● **Consigne A**
Dites si chacune des affirmations suivantes concorde avec le texte sur le rap et internet, en répondant par oui ou par non et en citant à l'identique les mots du texte qui tranchent. (i) Doc Gynéco vendait 800 000 albums en 1995. (ii) Spotify rapporte 4 € pour 10 000 écoutes. (iii) Mac Tyer a pressé des CD pour son dernier projet.

● **Texte du document**
□ □ □ □
Ceci étant dit, pourquoi n’à t’on pas plus de groupes ou artistes indépendants détenteur de disque d’or à l’heure d’internet et de l’auto-promo ?


Les opportunités pour les artistes Peut-être parce que le rap s’est essoufflé, les médias s’étonnent de voir Stromaé vendre 80.000 albums quand Doc Gynéco en vendait 800.000 en 1995. Mais en 1995 il n’y avait pas internet, et je pense que depuis qu’il existe un débit assez intéressant pour télécharger un album en 30 minutes le nombre de disque d’or officieux, voir de platine a explosé dans le rap français.

Sur internet, le rap existe désormais plus par son dynamisme et sa communauté que par ses ventes. Certes le téléchargement illégal ne rapporte pas aux artistes. Mais à partir de là s’est développé un esprit propre à l’indépendance appelé l’achat de soutien qui mise sur l’honnêteté du public et de son respect à l’artiste. Ce soutien est alimenté à travers les réseaux sociaux et l’artiste l’entretien en sortant des projets gratuits de temps en temps ou encore des freestyles (freestyles de qualité qu’on ne retrouve guère plus que chez les indés).

Il est plus aisé de contacter et découvrir d’autres artistes, rappeur, beatmaker, réalisateur de clip.. Et c’est précisément ici que le hip-hop passe en mode super Saiyan. Avec le soutien du public ! J’ai du mal à soutenir un gars qui répète être millionnaire, mais je peux soutenir des artistes comme Demi-Portion, dont j’ai constaté l’évolution à travers ses projets, ou l’ambitieux et très réussi compilation du Gouffre, Marche arrière.

La promotion par Youtube est devenu une clef de voute d’un artiste aujourd’hui, la rémunération est assez faible mais d’autres plateformes plus intéressantes existent, telles que Spotify qui propose un service payant mais offre une rémunération plus intéressantes aux artistes (4€ pour 10 000 écoutes sur Youtube contre 68€ pour Spotify, source). De plus, des plateformes comme Itunes sur lesquels il était difficile de mettre un projet en ventes sans label sont désormais accessible aux indépendants grâce à youtube ou myspace.
Et vendre son projet sur Itunes, c’est le mettre directement à disposition du public sans avoir à presser des CD, comme le fait par exemple Mac Tyer pour son dernier projet.


http://degau2le.tumblr.com/ , le tumblr qui réunit Booba
et Charles de Gaulle
Bien sur, il ne s’agit pas que de vendre et de rentabiliser son art. Sans internet il m’aurait été difficile de découvrir des discographies que je juge désormais indispensable d'écouter pour tout amateurs de rap français (Solaar, Rocé, Fabe, Akhenaton…). Une fois ces discographie en tête, il est plus aisé de comprendre que le rap sans internet ne se limite qu’à celui qui est médiatisé et ses artistes promouvant une musique de club lyricalement très pauvre ne sont qu’une minorité dans le rap français en général. Par Internet le hip-hop peut être présenté non pas comme un énième produit de consommation mais comme une culture pluridisciplinaire rassemblant des passionnés sur des sites spécialisés ou sur les réseaux sociaux.
□ □ □ □
[Entrées d'une collection]
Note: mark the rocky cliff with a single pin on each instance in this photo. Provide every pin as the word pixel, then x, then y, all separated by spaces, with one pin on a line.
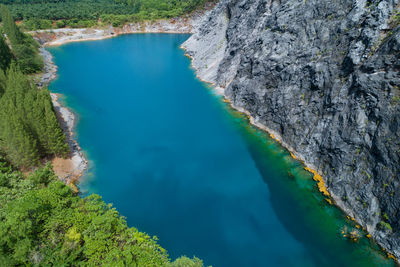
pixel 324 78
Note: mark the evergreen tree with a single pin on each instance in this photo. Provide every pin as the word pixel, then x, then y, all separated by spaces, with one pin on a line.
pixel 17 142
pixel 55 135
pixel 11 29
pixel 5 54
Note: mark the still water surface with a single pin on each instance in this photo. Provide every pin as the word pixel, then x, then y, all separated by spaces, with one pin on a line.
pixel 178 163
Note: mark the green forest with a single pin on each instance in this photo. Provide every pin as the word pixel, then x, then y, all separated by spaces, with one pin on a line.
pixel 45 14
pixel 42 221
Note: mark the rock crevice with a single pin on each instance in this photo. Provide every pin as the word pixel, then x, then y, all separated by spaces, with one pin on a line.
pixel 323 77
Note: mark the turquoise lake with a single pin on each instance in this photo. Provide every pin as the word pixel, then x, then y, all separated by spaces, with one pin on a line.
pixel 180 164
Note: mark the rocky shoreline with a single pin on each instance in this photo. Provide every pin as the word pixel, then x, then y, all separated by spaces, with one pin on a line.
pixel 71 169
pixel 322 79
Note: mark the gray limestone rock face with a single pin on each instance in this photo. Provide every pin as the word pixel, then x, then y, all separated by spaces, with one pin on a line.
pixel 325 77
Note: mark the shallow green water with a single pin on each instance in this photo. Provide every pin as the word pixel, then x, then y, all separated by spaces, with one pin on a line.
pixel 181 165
□ □ □ □
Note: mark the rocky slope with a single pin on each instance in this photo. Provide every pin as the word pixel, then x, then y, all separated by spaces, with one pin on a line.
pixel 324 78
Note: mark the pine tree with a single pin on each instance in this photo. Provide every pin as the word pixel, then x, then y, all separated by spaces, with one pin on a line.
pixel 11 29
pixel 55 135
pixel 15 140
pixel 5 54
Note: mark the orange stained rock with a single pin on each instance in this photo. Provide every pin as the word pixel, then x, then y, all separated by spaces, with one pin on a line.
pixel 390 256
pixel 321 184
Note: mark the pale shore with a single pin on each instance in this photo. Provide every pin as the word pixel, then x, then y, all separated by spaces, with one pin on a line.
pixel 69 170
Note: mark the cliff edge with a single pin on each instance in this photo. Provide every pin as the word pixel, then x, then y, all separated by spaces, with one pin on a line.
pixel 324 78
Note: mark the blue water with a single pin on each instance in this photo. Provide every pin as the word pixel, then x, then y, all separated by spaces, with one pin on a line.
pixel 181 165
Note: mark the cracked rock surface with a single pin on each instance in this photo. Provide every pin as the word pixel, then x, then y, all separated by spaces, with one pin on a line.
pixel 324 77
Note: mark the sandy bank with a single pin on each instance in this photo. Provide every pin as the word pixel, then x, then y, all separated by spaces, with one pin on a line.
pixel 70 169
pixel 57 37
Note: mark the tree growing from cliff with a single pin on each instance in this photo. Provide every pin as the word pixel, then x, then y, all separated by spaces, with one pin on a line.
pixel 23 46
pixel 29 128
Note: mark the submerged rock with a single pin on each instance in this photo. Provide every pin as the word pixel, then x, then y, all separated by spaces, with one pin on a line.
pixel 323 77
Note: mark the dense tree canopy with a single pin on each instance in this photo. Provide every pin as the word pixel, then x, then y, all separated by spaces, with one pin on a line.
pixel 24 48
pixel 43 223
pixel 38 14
□ □ □ □
● **Consigne B**
Affichez à l'identique les lignes des entrées en commençant par la ligne qui contient « Note: mark the pine » et en continuant jusqu'à la ligne qui contient « pixel 321 184 », ces deux lignes incluses.

● **Réponse complète A**
(i) Oui : « quand Doc Gynéco en vendait 800.000 en 1995 ».
(ii) Non : « 4€ pour 10 000 écoutes sur Youtube contre 68€ pour Spotify ».
(iii) Non : « sans avoir à presser des CD, comme le fait par exemple Mac Tyer pour son dernier projet ».

● **Réponse complète B**
Note: mark the pine tree with a single pin on each instance in this photo. Provide every pin as the word pixel, then x, then y, all separated by spaces, with one pin on a line.
pixel 11 29
pixel 55 135
pixel 15 140
pixel 5 54
Note: mark the orange stained rock with a single pin on each instance in this photo. Provide every pin as the word pixel, then x, then y, all separated by spaces, with one pin on a line.
pixel 390 256
pixel 321 184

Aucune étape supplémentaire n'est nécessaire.